=== TEXT FOR ANALYSIS ===
- Opening Delimiter -
Black women experience higher average rates of mental health problems because they face negative psychological effects that result directly from their experiences as Black Americans. There are caveats in the Black community that have exacerbated these effects.
Adult African Americans are 20% more likely to suffer from serious psychological distress than whites, and 56% of Blacks are more apt to look at depression as solely as a sign of aging. Members of the Black community are not as open to acknowledging mental health issues, have a lack of knowledge of these issues, and are subject to negative stigmas and stereotypes that are attached to them that deter seeking treatment.
The “strong Black woman” stereotype is one that exhibits these deterrent effects, often causing Black women to not confront their issues and convinces them that they are not “allowed” to experience depression. As noted by a Huffington Post article, author Melissa Harris-Perry of “Sister Citizen: Shame, Stereotypes, and Black Women in America” outlines the negative implications of this stereotype by stating:
Through the ideal of the strong black woman, African-American women are subject not only to historically rooted racist and sexist characterizations of black women as a group but also a matrix of unrealistic interracial expectations that construct black women as unshakeable, unassailable and naturally strong.
I could hardly get out of bed some days. I found myself fighting off the chokehold of anxiety for every assignment, something simple as reading for the class made my tough skin crawl.
My third year, I felt myself buckle from the mounting pressure. I started to sweat in the face of my opponents, anxiety, and depressive moods. I sought help from my advising dean and came to realize the severity and the importance of what I was battling. This was and is not something I could just “get over” or “let pass”. I was learning that this poker face was not going to cut it.
- Closing Delimiter -
=== SUPPLIED DATA ===
- Opening Delimiter -
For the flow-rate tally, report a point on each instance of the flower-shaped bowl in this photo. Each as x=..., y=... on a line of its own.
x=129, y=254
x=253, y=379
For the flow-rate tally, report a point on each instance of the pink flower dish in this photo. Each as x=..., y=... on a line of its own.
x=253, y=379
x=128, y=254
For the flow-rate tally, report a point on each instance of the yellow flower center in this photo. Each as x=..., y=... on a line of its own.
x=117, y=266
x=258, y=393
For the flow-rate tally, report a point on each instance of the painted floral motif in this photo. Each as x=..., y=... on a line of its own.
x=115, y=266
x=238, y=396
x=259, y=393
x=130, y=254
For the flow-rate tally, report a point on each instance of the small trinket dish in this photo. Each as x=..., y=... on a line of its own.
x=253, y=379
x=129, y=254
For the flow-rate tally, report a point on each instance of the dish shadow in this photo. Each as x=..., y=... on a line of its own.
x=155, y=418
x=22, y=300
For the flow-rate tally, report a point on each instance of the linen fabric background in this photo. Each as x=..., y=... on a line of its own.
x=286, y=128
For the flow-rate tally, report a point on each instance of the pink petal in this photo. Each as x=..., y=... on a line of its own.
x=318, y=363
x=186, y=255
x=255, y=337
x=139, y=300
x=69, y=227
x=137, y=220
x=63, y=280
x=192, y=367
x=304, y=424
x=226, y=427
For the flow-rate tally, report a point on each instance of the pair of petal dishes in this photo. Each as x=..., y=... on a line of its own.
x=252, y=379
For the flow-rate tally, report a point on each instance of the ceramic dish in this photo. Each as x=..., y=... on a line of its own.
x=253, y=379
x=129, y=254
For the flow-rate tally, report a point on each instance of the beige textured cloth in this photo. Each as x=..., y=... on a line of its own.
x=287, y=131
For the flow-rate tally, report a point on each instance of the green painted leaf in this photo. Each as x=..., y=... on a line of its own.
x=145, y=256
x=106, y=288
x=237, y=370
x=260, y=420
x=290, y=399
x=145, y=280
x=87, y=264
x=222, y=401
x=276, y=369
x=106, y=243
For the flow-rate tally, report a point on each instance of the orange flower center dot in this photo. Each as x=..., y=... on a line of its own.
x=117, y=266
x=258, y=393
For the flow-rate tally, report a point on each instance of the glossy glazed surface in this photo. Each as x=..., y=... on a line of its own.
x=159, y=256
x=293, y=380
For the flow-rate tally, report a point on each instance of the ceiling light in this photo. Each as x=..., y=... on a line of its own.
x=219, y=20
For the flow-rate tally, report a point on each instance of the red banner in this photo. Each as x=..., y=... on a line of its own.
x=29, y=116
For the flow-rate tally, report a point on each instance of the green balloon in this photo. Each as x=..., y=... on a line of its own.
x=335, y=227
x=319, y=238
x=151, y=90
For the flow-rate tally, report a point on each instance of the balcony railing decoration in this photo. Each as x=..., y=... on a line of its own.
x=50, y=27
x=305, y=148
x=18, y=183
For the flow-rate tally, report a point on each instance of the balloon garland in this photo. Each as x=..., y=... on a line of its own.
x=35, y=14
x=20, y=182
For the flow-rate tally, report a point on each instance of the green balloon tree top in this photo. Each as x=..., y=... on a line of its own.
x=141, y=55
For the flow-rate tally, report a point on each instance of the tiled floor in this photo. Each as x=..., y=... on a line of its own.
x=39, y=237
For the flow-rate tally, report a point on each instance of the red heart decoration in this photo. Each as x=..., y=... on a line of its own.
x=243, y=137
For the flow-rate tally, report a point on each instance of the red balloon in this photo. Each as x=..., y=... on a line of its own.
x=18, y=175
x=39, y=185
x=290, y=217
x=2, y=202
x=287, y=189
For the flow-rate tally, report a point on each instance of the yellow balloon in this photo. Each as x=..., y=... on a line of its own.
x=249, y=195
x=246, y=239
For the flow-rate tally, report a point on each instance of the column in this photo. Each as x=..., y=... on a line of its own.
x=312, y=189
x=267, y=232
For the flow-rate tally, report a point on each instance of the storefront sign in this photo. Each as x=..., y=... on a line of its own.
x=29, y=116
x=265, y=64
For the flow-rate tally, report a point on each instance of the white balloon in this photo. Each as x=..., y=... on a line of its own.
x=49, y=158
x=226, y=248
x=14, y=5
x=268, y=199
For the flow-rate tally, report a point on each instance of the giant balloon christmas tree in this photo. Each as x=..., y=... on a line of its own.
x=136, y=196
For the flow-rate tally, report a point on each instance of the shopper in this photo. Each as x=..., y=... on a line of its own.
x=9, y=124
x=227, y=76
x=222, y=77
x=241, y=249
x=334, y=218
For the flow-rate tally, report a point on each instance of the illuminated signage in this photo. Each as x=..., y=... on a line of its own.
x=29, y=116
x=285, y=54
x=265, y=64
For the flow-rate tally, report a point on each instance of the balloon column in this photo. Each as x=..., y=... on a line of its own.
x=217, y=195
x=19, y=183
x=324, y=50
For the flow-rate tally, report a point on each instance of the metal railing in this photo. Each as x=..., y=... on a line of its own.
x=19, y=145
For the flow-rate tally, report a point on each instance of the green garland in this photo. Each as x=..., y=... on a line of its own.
- Closing Delimiter -
=== WORK TO COMPLETE ===
Resume the piece on Black women and mental health, picking up right after its final sentence. The records were taken from a separate source than the text.

=== ANSWER TO THE EXERCISE ===
Not many Black women take this route. Many do not have access to treatment. Socioeconomic status and health are linked in that being lower on the totem pole can impede one’s ability to afford health insurance and healthcare services. According to the National Poverty Center, Black people experience higher levels of poverty, exceeding the national average, and single female-headed households, commonly found with Black and Hispanics, hold the highest of these rates.
More often than not, Black Women rely on their spirituality to cope with any struggles with mental health and depression. According to a study, 43% of their African American female participants used religion to cope with serious health problems in the past year, including depression, cancer, and heart disease and even though religious coping has some positive effects, it also has negative ones. Clergy are not professionally trained to help these women cope with their mental health issues. Among the Black women surveyed, a large amount verified that they would definitely use religious coping, which actually delays the necessary assistance from trained mental health providers.
I carry my faith like I carry my skin, and my branches; it is my fortitude as I battle against my opponents in life, but I choose to seek the help that I know I need.
I choose to break the tough exterior, and societal constructs and constraints that have been patched together for me as a cast, only to be the very thing harming me.
I choose to deal with my mountain-high chips, because I am a worthy opponent.